Rewrite every entry below with "Tag" replaced by "Mark", leaving everything else unchanged.

Start Record list

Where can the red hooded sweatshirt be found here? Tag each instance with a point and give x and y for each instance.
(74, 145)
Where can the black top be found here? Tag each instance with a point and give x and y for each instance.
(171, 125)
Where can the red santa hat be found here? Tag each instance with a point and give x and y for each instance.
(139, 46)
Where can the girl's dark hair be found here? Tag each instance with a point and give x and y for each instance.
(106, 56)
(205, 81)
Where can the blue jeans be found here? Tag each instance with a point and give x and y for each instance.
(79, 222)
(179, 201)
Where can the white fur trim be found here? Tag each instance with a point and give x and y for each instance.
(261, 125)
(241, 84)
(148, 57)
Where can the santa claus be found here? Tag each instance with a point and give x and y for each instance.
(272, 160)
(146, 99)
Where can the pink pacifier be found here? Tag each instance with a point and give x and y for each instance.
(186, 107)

End Record list

* Problem solution:
Where can the red hooded sweatshirt be found here? Mark each instance with a point and give x and y for each instance.
(74, 145)
Where can the black top be found here? Mark each instance with a point and give x and y for each instance.
(171, 125)
Where can the red santa hat be found here? Mark each instance with a point and give x and y for each instance.
(139, 46)
Where can the girl's dark hair be found here? Mark each instance with a point and give x and y for each instance.
(106, 56)
(205, 81)
Where can the blue jeans be found here? Mark each instance with a point and give x and y for each instance.
(79, 222)
(179, 201)
Where can the white fur trim be found here? Mark each instance with a point and give x and y for each instance.
(261, 125)
(241, 84)
(148, 57)
Where can the santa claus be found here? Mark each instance with a point and give x and y for each instance.
(272, 160)
(146, 99)
Where can the pink pacifier be found here? Mark each instance with a point and give x and y for each instance.
(186, 107)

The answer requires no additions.